ПОСТАВЛЕННАЯ ЗАДАЧА A:
Перепечатайте без изменений строки данных ниже: участок от строки, содержащей «Where can the tree», до конца этих строк, обе границы включительно.
********
О кибере, превращенном в шьющее устройство, Вандерхузе говорит Стасю: «У кого-то из них, видимо, у женщины, было несколько необычное хобби». В рукописи он добавляет: «…необычное, конечно, для космолетчика, а не вообще…»
Обсуждение отчета о погибшем корабле и решение, что делать с останками, вызывает у Стася такие мысли: «Как-то все это происходило слишком по-деловому, слишком бюрократически. Такие вопросы голосованием не решаются». Майка же об этом говорит: «…должно же быть какое-то уважение к погибшим… минута молчания какая-то…»
После, когда Стась и Дик остаются одни, они разговаривают:
— Просто Тендер старается поскорее от всего этого отделаться и вернуться к своей ксенопсихологии…
Дик, прищурившись, взглянул на меня.
— Ты так думаешь? — спросил он.
— Ну да, — сказал я. — Вот завтра со мной или с тобой что-нибудь случится, он точно так же закрутит машину и прежде всего начнет хлопотать, чтобы прислали нового квартирьера или нового кибертехника.
********
ПОСТАВЛЕННАЯ ЗАДАЧА B:
Ответьте по отрывку:
(i) Кому Вандерхузе говорит о кибере, превращенном в шьющее устройство?
(ii) Что, по словам Майки, должно же быть к погибшим?
(iii) К чему, судя по разговору Стася и Дика, Тендер старается поскорее вернуться?

Данные разметки расположения объектов:
********
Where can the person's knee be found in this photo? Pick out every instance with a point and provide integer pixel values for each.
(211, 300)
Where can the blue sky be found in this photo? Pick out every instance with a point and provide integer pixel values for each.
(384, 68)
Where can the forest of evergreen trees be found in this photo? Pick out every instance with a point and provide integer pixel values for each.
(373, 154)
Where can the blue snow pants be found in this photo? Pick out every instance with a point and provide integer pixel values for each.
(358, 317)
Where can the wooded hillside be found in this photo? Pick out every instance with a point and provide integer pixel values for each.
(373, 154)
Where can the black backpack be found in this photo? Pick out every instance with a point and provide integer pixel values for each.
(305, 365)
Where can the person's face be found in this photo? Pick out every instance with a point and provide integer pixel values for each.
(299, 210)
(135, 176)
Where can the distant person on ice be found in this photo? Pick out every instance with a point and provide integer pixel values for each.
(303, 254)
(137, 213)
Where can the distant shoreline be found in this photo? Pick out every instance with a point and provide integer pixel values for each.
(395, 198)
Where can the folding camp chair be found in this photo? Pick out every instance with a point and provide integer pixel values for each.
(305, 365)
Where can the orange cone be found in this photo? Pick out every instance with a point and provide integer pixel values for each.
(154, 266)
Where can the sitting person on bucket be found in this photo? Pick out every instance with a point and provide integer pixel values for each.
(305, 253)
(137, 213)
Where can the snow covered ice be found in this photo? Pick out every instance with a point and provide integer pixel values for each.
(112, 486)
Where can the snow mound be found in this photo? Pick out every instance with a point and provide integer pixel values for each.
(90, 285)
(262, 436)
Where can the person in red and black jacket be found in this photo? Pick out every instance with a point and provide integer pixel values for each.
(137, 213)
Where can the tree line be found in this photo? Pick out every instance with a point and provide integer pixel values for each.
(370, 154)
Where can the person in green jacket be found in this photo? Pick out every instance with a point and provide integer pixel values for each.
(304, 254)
********
ОЖИДАЕМЫЙ ОТВЕТ A:
Where can the tree line be found in this photo? Pick out every instance with a point and provide integer pixel values for each.
(370, 154)
Where can the person in green jacket be found in this photo? Pick out every instance with a point and provide integer pixel values for each.
(304, 254)

ОЖИДАЕМЫЙ ОТВЕТ B:
(i) Стасю.
(ii) Какое-то уважение, минута молчания какая-то.
(iii) К своей ксенопсихологии.